#### [Treść polecenia]
Kontynuuj tekst o zadaniach z GraphX, zaczynając zaraz po jego ostatniej linii.

#### [Fragment tekstu]
──────
# Intro to GraphX

Wczytać graf Facebooka, krawędzie z pliku musae_facebook_edges.csv, atrybuty page_name oraz page_type z pliku musae_facebook_target.csv.  Policzyć liczbę krawędzi i wierzchołków. (1 p.)

Sprawdzić czy graf jest spójny. Czy dwa podgrafy utworzone dla typów strony politician oraz company też są spójne? (1 p.)

Spośród 1000 stron o najwyższym PageRank znaleźć 50 takich (wypisać page_name i page_type), które mają najmniej połączeń oraz 50 o największej liczbie połączeń. Który typ strony był dominujący w każdej z tych kategorii? Narysować wykres zależności PageRank od liczby krawędzi dla wierzchołków (scatter plot) (2 p.)

Korzystając z Pregel API zaimplementować następujący algorytm. W pierwszym kroku wybrana strona publikuje post fake news. W kolejnym kroku ten post publikowany jest przez ⅓ losowo wybranych kontaktów tej strony. W dalszych krokach, dla każdej strony, która opublikowała już ten post, losowo wybrane ⅓ jej kontaktów publikuje go u siebie. Pokazać jak zmienia się liczba stron które opublikowały post w zależności od liczby kroków. (2 p.)
Opcjonalnie: Sprawdzić powyższą zależność dla współczynnika innego niż 1/3

Narysować wykres rozkładu stopnia wierzchołków w grafie w skali logarytmicznej. Można skorzystać z funkcji obliczającej histogram dla RDD. Czy sieć jest bezskalowa (scale-free)? https://barabasi.com/f/623.pdf  (2 p.)

Useful documentation:

 - https://spark.apache.org/docs/latest/graphx-programming-guide.html
 - https://spark.apache.org/docs/latest/api/java/org/apache/spark/graphx/Pregel.html
 - https://docs.databricks.com/spark/latest/graph-analysis/graph-analysis-graphx-tutorial.html 

Welcome to Scala!

In [1]:
val x:Int = 0

Intitializing Scala interpreter ...

Spark Web UI available at http://25a5e6072dd7:4041
SparkContext available as 'sc' (version = 3.0.0, master = local[*], app id = local-1606501377774)
SparkSession available as 'spark'


x: Int = 0


In [2]:
println("x = " + x)
──────
#### [Dostarczone wiersze]
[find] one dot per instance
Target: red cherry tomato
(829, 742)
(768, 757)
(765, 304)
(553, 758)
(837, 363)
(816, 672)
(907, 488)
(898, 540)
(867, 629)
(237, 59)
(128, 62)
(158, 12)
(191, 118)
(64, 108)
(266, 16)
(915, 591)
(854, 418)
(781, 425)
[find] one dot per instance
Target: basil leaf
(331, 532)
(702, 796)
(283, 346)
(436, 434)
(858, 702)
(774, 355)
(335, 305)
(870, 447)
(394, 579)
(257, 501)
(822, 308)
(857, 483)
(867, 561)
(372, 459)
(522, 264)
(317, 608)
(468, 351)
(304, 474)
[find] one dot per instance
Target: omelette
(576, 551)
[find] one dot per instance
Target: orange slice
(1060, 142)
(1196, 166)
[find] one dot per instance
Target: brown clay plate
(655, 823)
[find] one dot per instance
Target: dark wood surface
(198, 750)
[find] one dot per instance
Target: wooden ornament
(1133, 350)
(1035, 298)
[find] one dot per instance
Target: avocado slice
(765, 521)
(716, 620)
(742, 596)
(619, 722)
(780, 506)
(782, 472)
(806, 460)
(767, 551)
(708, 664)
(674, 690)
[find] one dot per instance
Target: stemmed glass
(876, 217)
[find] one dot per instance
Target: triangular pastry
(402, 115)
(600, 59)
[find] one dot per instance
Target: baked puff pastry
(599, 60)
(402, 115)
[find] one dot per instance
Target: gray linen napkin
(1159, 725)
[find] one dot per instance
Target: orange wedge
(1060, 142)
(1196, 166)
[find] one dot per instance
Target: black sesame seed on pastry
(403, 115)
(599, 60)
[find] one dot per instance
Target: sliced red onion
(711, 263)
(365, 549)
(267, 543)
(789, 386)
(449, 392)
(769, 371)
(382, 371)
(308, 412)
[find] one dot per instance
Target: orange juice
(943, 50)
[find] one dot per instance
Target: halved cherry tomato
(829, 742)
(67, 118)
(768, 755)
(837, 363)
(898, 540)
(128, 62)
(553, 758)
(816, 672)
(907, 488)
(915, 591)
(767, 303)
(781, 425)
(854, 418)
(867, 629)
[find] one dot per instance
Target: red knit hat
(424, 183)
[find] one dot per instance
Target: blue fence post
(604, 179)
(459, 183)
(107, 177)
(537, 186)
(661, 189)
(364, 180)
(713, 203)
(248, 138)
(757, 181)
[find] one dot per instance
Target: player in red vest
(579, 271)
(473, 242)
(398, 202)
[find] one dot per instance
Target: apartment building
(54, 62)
──────
#### [Wynik]
x = 0


In [3]:
import org.apache.spark.graphx._

import org.apache.spark.graphx._


## Creating graphs
Add some vertices:

In [4]:
val myVertices = sc.makeRDD(Array(
    (1L, "Alice"), 
    (2L, "Bob"),
    (3L, "Charlie"), 
    (4L, "John Doe"), 
    (5L, "Eve")
))

myVertices: org.apache.spark.rdd.RDD[(Long, String)] = ParallelCollectionRDD[0] at makeRDD at <console>:28


Add edges with attributes:

In [5]:
val myEdges = sc.makeRDD(Array(
    Edge(1L, 2L, "is-friends-with"),
    Edge(2L, 3L, "is-friends-with"), 
    Edge(3L, 4L, "is-friends-with"),
    Edge(4L, 5L, "follows"), 
    Edge(3L, 5L, "follows")
))

myEdges: org.apache.spark.rdd.RDD[org.apache.spark.graphx.Edge[String]] = ParallelCollectionRDD[1] at makeRDD at <console>:28


Create a graph:

In [6]:
val myGraph = Graph(myVertices, myEdges)

myGraph: org.apache.spark.graphx.Graph[String,String] = org.apache.spark.graphx.impl.GraphImpl@13ca2429


Look at vertices, edges and triplets:

In [7]:
myGraph.vertices.collect

res1: Array[(org.apache.spark.graphx.VertexId, String)] = Array((1,Alice), (2,Bob), (3,Charlie), (4,John Doe), (5,Eve))


In [8]:
myGraph.edges.collect

res2: Array[org.apache.spark.graphx.Edge[String]] = Array(Edge(1,2,is-friends-with), Edge(2,3,is-friends-with), Edge(3,4,is-friends-with), Edge(4,5,follows), Edge(3,5,follows))


In [9]:
myGraph.triplets.collect

res3: Array[org.apache.spark.graphx.EdgeTriplet[String,String]] = Array(((1,Alice),(2,Bob),is-friends-with), ((2,Bob),(3,Charlie),is-friends-with), ((3,Charlie),(4,John Doe),is-friends-with), ((4,John Doe),(5,Eve),follows), ((3,Charlie),(5,Eve),follows))


Iterate over all triplets:

In [10]:
myGraph.triplets.map(
  triplet => triplet.srcAttr + " " + triplet.attr + " " + triplet.dstAttr
).collect.foreach(println(_))

Alice is-friends-with Bob
Bob is-friends-with Charlie
Charlie is-friends-with John Doe
John Doe follows Eve
Charlie follows Eve


## Simple graph analysis
Compute pagerank:

In [11]:
val myPageRankGraph = myGraph.pageRank(0.0001)

myPageRankGraph: org.apache.spark.graphx.Graph[Double,Double] = org.apache.spark.graphx.impl.GraphImpl@208643d1


In [12]:
myPageRankGraph.vertices.collect

res5: Array[(org.apache.spark.graphx.VertexId, Double)] = Array((1,0.4390416708169825), (2,0.8122270910114175), (3,1.1294346981766874), (4,0.9190514175420748), (5,1.7002451224528383))


In [13]:
myGraph.pageRank(0.0001).vertices.join(myVertices).collect.foreach(println)

(1,(0.4390416708169825,Alice))
(2,(0.8122270910114175,Bob))
(3,(1.1294346981766874,Charlie))
(4,(0.9190514175420748,John Doe))
(5,(1.7002451224528383,Eve))


In [14]:
myGraph
  .inDegrees // computes in Degrees
  .foreach(x => println(x._1 + " has " + x._2 + " in degrees."))

5 has 2 in degrees.
4 has 1 in degrees.
3 has 1 in degrees.
2 has 1 in degrees.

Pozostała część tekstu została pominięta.